Unprocessed records:
========================================

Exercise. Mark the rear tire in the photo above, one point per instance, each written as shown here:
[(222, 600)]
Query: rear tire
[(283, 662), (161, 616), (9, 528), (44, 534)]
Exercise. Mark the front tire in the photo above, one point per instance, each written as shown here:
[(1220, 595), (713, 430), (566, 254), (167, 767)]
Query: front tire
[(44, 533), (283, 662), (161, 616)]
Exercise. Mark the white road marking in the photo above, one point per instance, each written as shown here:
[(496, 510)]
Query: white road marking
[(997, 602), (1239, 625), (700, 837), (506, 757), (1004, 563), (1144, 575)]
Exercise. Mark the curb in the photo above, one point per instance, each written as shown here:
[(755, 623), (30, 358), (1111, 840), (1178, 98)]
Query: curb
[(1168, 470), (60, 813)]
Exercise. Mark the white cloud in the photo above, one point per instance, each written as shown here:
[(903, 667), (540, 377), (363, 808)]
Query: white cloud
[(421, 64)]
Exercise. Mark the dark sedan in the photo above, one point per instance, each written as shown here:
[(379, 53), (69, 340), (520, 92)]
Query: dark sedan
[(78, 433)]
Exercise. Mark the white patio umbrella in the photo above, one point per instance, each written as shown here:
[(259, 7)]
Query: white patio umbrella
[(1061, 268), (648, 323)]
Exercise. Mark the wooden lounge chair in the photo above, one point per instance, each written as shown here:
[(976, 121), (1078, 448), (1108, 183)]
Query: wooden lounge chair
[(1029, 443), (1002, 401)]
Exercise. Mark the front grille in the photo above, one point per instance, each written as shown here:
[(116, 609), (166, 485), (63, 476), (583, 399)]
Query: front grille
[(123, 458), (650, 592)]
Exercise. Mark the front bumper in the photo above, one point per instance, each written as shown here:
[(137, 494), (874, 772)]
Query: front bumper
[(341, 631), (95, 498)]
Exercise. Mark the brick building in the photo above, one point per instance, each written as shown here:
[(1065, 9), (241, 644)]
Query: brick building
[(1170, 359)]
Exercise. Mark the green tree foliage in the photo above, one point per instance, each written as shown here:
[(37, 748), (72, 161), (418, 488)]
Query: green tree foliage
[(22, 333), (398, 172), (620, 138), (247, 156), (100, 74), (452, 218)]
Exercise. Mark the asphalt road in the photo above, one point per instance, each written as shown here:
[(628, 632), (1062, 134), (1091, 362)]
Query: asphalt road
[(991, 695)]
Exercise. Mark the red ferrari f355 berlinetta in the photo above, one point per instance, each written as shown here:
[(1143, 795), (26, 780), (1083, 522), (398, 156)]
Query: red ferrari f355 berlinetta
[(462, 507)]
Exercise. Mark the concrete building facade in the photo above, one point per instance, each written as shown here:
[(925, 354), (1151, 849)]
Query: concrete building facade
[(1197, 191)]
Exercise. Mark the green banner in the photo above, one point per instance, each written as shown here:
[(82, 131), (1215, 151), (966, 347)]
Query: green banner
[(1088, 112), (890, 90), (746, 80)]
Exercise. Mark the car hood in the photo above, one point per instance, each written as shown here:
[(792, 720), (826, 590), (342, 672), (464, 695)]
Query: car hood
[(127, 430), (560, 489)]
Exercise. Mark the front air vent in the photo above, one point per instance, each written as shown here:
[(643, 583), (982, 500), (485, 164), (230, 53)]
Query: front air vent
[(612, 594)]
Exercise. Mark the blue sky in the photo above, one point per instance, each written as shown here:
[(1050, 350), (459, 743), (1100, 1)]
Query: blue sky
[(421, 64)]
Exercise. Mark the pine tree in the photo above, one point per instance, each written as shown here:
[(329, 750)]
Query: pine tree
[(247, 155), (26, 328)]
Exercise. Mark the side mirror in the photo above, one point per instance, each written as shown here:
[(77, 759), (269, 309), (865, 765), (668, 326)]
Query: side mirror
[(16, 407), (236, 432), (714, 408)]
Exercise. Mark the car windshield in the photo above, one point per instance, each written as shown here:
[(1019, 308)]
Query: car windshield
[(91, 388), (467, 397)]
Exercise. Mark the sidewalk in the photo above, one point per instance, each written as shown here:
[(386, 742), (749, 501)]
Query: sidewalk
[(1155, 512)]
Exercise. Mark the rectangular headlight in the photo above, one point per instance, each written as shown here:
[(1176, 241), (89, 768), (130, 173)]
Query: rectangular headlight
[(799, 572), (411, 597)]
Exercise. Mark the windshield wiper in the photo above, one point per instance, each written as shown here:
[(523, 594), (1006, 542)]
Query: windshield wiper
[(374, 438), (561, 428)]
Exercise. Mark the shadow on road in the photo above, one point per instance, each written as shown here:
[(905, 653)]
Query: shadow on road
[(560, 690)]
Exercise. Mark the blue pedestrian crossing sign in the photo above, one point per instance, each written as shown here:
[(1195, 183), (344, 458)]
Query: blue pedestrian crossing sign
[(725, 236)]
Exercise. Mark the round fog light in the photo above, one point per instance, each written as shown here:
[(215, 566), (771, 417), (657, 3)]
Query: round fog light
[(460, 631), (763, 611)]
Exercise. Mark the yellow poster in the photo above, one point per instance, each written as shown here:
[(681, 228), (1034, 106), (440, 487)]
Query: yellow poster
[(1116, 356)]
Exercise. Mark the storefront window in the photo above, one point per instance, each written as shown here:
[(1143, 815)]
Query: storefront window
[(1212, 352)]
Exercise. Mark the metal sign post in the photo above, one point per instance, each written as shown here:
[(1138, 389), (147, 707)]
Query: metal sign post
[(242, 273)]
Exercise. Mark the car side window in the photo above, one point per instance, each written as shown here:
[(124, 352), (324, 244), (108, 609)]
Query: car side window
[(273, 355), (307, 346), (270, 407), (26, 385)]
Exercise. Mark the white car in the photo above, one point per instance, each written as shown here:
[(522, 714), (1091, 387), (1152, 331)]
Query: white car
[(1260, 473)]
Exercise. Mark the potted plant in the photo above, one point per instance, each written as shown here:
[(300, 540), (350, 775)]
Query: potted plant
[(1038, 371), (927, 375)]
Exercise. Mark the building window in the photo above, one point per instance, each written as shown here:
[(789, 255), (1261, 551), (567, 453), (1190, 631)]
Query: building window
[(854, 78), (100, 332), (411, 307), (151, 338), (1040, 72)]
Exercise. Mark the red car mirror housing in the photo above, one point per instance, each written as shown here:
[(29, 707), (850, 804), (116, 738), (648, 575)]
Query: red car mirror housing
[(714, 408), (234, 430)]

========================================

Short exercise: Can you render the lines from the one containing "Exercise. Mark the side mirror" through the one containing "[(16, 407), (236, 432), (714, 408)]" as a Markdown table with the columns Row and Line, numbering each row and skipping any blank lines?

Written solution:
| Row | Line |
|---|---|
| 1 | Exercise. Mark the side mirror in the photo above, one point per instance, each written as shown here: |
| 2 | [(77, 759), (269, 309), (865, 765), (668, 326)] |
| 3 | Query: side mirror |
| 4 | [(16, 407), (236, 432), (714, 408)] |